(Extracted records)
━━━━━━

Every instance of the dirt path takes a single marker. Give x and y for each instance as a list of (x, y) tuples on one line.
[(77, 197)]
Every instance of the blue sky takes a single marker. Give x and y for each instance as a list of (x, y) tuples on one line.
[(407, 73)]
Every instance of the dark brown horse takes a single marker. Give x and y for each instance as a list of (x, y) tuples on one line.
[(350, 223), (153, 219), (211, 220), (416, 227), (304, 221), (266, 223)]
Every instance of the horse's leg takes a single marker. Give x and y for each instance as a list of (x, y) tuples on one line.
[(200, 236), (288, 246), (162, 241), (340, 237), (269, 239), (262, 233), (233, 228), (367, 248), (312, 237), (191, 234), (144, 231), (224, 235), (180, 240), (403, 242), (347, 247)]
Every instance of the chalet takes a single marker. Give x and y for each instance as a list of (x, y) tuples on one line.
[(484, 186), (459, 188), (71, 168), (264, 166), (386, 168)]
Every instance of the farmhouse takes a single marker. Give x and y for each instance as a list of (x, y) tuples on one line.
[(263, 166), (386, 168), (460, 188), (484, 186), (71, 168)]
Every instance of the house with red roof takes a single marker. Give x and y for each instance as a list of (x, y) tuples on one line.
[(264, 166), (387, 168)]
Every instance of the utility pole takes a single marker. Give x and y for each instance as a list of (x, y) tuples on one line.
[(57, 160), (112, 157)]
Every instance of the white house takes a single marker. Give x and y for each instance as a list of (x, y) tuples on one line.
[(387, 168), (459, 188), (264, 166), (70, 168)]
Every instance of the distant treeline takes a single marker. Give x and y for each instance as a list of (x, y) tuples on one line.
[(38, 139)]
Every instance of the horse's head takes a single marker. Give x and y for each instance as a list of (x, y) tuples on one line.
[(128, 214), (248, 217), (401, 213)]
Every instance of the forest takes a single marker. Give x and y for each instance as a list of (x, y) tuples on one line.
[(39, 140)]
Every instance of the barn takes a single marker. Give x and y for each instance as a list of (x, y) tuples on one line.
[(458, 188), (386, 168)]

━━━━━━

> [Assignment]:
Copy the whole of the data above exactly.

> [Written answer]:
Every instance of the dirt path takes a single marker. Give x and y for each instance as a list of (x, y) tuples on one line.
[(77, 197)]
Every instance of the blue sky takes a single marker. Give x and y for each instance as a list of (x, y) tuples on one line.
[(407, 73)]
Every instance of the dark brown horse takes a single marker. Give x and y for each instance as a list of (x, y) tuples on one line.
[(350, 223), (153, 219), (211, 220), (416, 227), (304, 221), (266, 223)]
Every instance of the horse's leg takes a single marker. Give x and y for each instance as a list of (x, y) tuples on one line.
[(200, 236), (288, 246), (162, 241), (340, 237), (269, 239), (262, 233), (233, 228), (367, 248), (312, 237), (191, 234), (144, 231), (224, 235), (180, 240), (403, 242), (347, 247)]
Every instance of the chalet takes a single marker. Give x and y for each instance as a list of (x, y) tuples on one line.
[(484, 186), (459, 188), (71, 168), (264, 166), (386, 168)]
Every instance of the farmhouse takes a single marker. Give x and y for each instance as a list of (x, y) tuples on one line.
[(263, 166), (386, 168), (460, 188), (484, 186), (71, 168)]
Every instance of the house with red roof takes a single marker. Give x and y for each instance as a list of (x, y) tuples on one line.
[(264, 166), (387, 168)]
Every instance of the utility pole takes a single marker. Give x and y for each instance as a list of (x, y) tuples on one line.
[(57, 160), (112, 157)]
Every instance of the white house takes a single marker. Give x and y for each instance as a list of (x, y) tuples on one line.
[(387, 168), (459, 188), (264, 166), (70, 168)]
Every instance of the distant treeline takes a single marker. Give x and y for each instance as a list of (x, y) tuples on one line.
[(38, 139)]
Every instance of the horse's head takes a single marker. Give x and y for each instance as a list of (x, y) tuples on one line.
[(128, 214), (248, 217), (401, 213)]
Every instance of the forest takes a single marker. Give x and y for each instance as a list of (x, y) tuples on one line.
[(39, 140)]
Every instance of the barn takes a single marker. Give x and y for each instance as a list of (x, y) tuples on one line.
[(458, 188), (386, 168)]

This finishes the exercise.